▶ _How to complete this task_
If a line below contains the word "Input", count it. Please give the total and nothing else.

Annotated photo localization data
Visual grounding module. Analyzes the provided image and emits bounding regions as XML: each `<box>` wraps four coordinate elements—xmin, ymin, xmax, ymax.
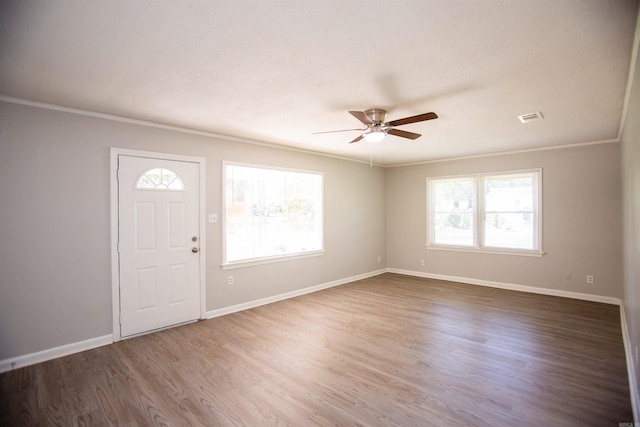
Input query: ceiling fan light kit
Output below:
<box><xmin>315</xmin><ymin>108</ymin><xmax>438</xmax><ymax>144</ymax></box>
<box><xmin>364</xmin><ymin>129</ymin><xmax>386</xmax><ymax>143</ymax></box>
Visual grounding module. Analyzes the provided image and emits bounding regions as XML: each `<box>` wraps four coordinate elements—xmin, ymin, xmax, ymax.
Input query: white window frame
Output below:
<box><xmin>426</xmin><ymin>169</ymin><xmax>543</xmax><ymax>257</ymax></box>
<box><xmin>222</xmin><ymin>161</ymin><xmax>325</xmax><ymax>269</ymax></box>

▶ _Answer to this problem_
2